Can you lay out the entries as a JSON list of strings, one string per line, with blank lines omitted? Begin at the first line of the entries, stop after the line that contains "M437 578L440 579L458", and leave the pictures out.

━━━━━ TASK DATA ━━━━━

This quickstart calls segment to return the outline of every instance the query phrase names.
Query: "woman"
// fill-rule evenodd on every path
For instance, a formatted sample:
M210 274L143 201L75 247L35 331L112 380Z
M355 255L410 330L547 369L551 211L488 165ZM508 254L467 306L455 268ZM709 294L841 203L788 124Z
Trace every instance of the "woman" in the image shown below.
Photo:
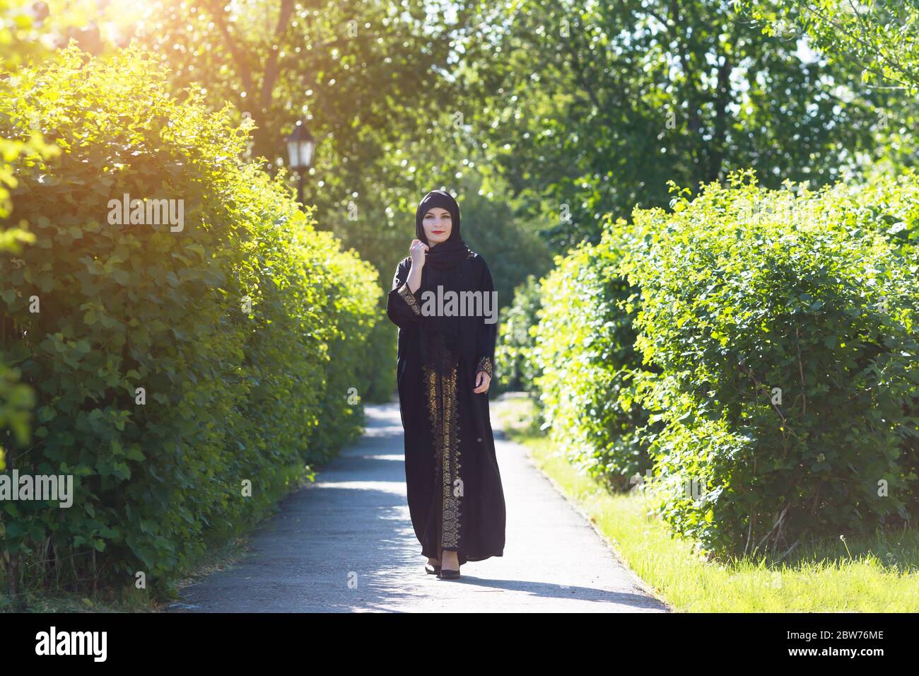
M463 242L449 193L425 196L414 233L386 304L399 327L408 506L425 570L456 579L461 564L504 556L505 496L488 414L497 307L491 272ZM460 293L470 291L478 293ZM451 304L448 292L481 304Z

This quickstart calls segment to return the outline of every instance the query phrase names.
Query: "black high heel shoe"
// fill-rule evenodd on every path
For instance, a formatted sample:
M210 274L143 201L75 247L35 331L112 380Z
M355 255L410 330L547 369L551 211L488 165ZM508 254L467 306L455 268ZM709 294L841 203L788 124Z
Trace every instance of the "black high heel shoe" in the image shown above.
M437 578L440 579L458 579L460 578L460 571L441 567L437 571Z

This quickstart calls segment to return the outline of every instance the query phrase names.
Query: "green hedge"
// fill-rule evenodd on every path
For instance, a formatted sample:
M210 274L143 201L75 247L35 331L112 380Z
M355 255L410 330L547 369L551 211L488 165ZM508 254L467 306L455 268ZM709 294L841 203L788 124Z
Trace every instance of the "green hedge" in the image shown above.
M553 439L615 487L648 453L654 510L712 556L919 516L919 177L786 188L675 187L542 283Z
M902 522L919 296L900 234L914 222L891 227L844 187L731 180L634 213L624 269L641 290L636 347L663 372L644 393L665 425L661 515L732 554Z
M494 349L495 372L501 378L493 383L495 394L502 392L532 392L539 375L532 350L541 296L539 281L529 275L514 290L514 300L502 309L498 323L498 340Z
M651 467L637 432L648 413L634 400L641 355L628 306L634 290L619 272L621 255L605 238L556 258L540 285L532 349L544 427L573 464L618 489Z
M3 83L3 135L37 124L62 150L17 163L35 243L0 258L0 362L36 395L32 444L8 447L6 470L74 475L69 509L3 506L3 549L38 564L28 581L143 571L168 592L362 424L348 388L376 272L239 159L247 128L166 77L135 49L72 47ZM184 229L110 224L124 193L183 200Z

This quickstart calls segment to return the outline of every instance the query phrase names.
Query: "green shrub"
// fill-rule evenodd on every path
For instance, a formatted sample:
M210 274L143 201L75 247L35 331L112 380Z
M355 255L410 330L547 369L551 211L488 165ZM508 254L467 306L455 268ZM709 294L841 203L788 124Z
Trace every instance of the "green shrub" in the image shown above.
M247 127L199 90L173 97L151 55L72 47L2 86L3 135L37 120L62 150L16 166L35 243L0 258L0 362L35 390L36 427L6 469L74 475L75 493L69 509L5 504L2 546L37 584L144 571L165 593L354 437L346 387L379 281L283 177L243 164ZM111 224L125 193L181 199L184 228Z
M634 401L634 292L619 272L620 220L593 246L581 243L541 283L533 358L544 427L569 460L616 489L651 466L637 430L648 421Z
M742 172L633 214L658 509L713 553L911 516L915 222L904 238L860 189L788 188Z

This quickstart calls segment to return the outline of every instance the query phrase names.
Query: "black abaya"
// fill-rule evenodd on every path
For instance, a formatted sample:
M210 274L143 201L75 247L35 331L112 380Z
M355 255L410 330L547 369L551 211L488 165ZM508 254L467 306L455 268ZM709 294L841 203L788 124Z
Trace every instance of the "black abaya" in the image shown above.
M491 272L481 256L470 251L457 266L463 289L492 296ZM411 258L400 261L386 312L399 327L396 380L412 525L423 556L439 558L441 549L456 551L460 565L502 556L505 497L488 393L472 392L479 371L493 375L497 323L459 317L460 344L456 352L446 351L448 368L428 370L419 330L427 318L422 294L428 270L422 269L422 284L413 293L405 283L411 268Z

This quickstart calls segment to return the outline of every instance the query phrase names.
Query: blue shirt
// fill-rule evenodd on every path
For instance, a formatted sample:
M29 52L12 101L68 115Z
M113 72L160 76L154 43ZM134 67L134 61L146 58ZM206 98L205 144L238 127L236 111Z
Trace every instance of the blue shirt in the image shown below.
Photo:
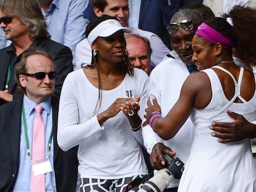
M141 0L129 0L129 9L130 10L129 27L139 28L141 2Z
M28 128L28 136L30 153L32 153L32 136L33 136L33 124L35 118L34 107L36 104L30 100L27 96L24 95L23 100L24 104L25 114ZM42 117L45 122L45 154L48 151L48 145L49 140L53 130L53 111L51 106L51 98L40 104L44 110L42 112ZM30 188L30 175L31 175L31 163L27 156L26 140L24 133L24 122L23 117L22 117L21 131L20 131L20 146L19 174L14 186L13 192L29 192ZM56 191L55 175L53 167L53 139L51 142L51 147L49 156L53 172L46 173L46 187L47 192Z
M74 67L75 46L85 36L86 21L83 15L88 2L88 0L54 0L46 12L41 7L51 39L71 49Z

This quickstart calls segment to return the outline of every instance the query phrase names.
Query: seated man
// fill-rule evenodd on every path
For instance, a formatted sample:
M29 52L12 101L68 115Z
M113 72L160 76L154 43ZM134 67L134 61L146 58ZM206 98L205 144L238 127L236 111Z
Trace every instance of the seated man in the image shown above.
M127 25L129 18L128 0L93 0L94 12L97 17L108 15L116 17L123 27ZM157 65L165 56L169 52L169 49L164 45L163 41L156 35L139 28L130 28L133 33L148 39L153 52L151 56L151 65L153 69ZM90 64L92 61L92 48L87 39L79 43L75 49L76 69Z
M124 38L130 61L135 67L142 69L149 75L152 49L148 40L132 33L126 34Z
M0 106L0 191L75 191L77 147L64 152L57 143L53 57L28 49L15 71L25 94Z
M32 47L53 55L58 73L54 94L58 96L66 77L73 70L72 52L68 47L50 40L37 0L1 1L0 19L5 38L12 41L0 49L0 105L21 97L17 92L14 68L24 51Z

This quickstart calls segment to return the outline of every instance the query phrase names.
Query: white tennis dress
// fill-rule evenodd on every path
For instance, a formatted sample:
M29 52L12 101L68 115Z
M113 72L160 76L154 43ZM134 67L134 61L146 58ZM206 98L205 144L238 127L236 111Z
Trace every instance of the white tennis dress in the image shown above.
M178 191L256 191L256 168L250 140L245 139L239 142L220 143L217 138L211 136L212 131L209 129L213 121L234 121L228 115L226 109L242 114L249 122L255 120L255 93L248 102L240 96L244 68L241 68L237 83L232 74L226 69L220 66L213 67L222 70L233 78L236 85L236 93L229 101L213 70L208 69L202 71L210 80L212 98L205 109L194 109L192 112L191 118L195 126L194 140ZM233 102L237 97L243 103Z

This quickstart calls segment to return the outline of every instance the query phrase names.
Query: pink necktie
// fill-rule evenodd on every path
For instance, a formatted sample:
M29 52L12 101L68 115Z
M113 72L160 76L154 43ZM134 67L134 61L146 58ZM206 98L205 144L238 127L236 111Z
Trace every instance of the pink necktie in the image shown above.
M43 111L41 106L35 106L35 116L33 127L32 161L45 161L45 123L41 115ZM45 192L45 174L35 176L31 172L30 192Z

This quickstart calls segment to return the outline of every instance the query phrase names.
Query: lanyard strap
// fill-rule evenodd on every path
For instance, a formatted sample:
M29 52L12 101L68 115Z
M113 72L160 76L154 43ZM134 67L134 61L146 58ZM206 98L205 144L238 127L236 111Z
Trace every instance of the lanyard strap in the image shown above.
M8 65L7 75L6 77L6 90L8 90L9 82L10 82L10 78L11 78L11 63L9 62Z
M23 117L23 124L24 127L24 133L25 133L25 139L26 140L26 146L27 146L27 156L28 159L30 159L30 161L33 163L32 159L31 157L31 153L29 149L29 140L28 140L28 127L27 125L27 120L26 120L26 116L25 113L25 109L24 109L24 103L22 104L22 117ZM51 131L51 136L49 140L48 143L48 152L46 154L46 159L49 159L50 151L51 151L51 141L53 141L53 129Z

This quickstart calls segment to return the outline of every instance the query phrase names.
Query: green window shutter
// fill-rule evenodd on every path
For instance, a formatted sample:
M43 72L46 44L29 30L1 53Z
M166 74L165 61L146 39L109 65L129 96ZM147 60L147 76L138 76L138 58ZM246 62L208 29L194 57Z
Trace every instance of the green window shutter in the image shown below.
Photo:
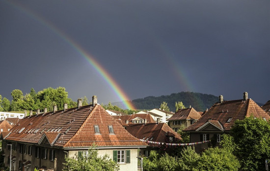
M117 163L117 150L113 150L112 160Z
M130 150L126 151L126 163L130 163Z
M82 156L82 151L78 151L78 158L80 158Z

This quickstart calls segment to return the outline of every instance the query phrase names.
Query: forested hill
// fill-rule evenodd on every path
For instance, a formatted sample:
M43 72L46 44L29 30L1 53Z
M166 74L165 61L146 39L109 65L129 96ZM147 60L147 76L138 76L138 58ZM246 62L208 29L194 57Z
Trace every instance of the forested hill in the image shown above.
M160 108L162 102L167 103L167 106L171 111L175 111L175 102L182 102L186 107L189 105L198 111L204 111L210 108L218 101L218 97L211 94L192 92L181 92L172 93L169 95L159 97L149 96L142 99L133 100L132 102L137 109L152 109ZM119 103L114 103L114 105L119 106ZM120 107L120 106L119 106Z

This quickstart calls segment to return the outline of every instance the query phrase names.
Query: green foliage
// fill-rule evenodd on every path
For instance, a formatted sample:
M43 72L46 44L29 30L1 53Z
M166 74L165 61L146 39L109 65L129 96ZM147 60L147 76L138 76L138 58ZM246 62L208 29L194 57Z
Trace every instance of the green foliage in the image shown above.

━━━━━

* **FINISHED EXERCISE**:
[
  "This quickstart calls segment to return the outline of every instance the query phrase names.",
  "Query: \"woman\"",
  "// fill-rule evenodd on every path",
  "For instance, a formatted sample:",
  "M210 274L143 201L75 247L35 331L112 380Z",
  "M355 255L410 330L547 369L551 211L488 165ZM508 254L467 306L455 268ZM709 294L841 203L788 124Z",
  "Trace every instance of the \"woman\" in the image shown below.",
  "Photo:",
  "M463 242L449 193L425 196L414 233L386 304L399 327L408 506L425 570L456 579L461 564L504 556L505 496L488 414L497 307L491 272ZM460 293L470 291L478 293ZM451 304L448 292L481 304Z",
  "This quickstart calls segment to return the outline of every instance the query phrase names.",
  "Query: \"black high heel shoe\"",
  "// fill-rule evenodd on every path",
  "For instance, a formatted sample:",
  "M210 274L143 201L75 247L35 331L112 380Z",
  "M355 255L410 330L547 369L551 211L488 165ZM508 254L467 306L455 268ZM709 294L841 203L788 124Z",
  "Trace every instance of the \"black high heel shoe\" in the image shown above.",
  "M437 578L440 579L458 579L460 578L460 571L441 567L437 571Z"
]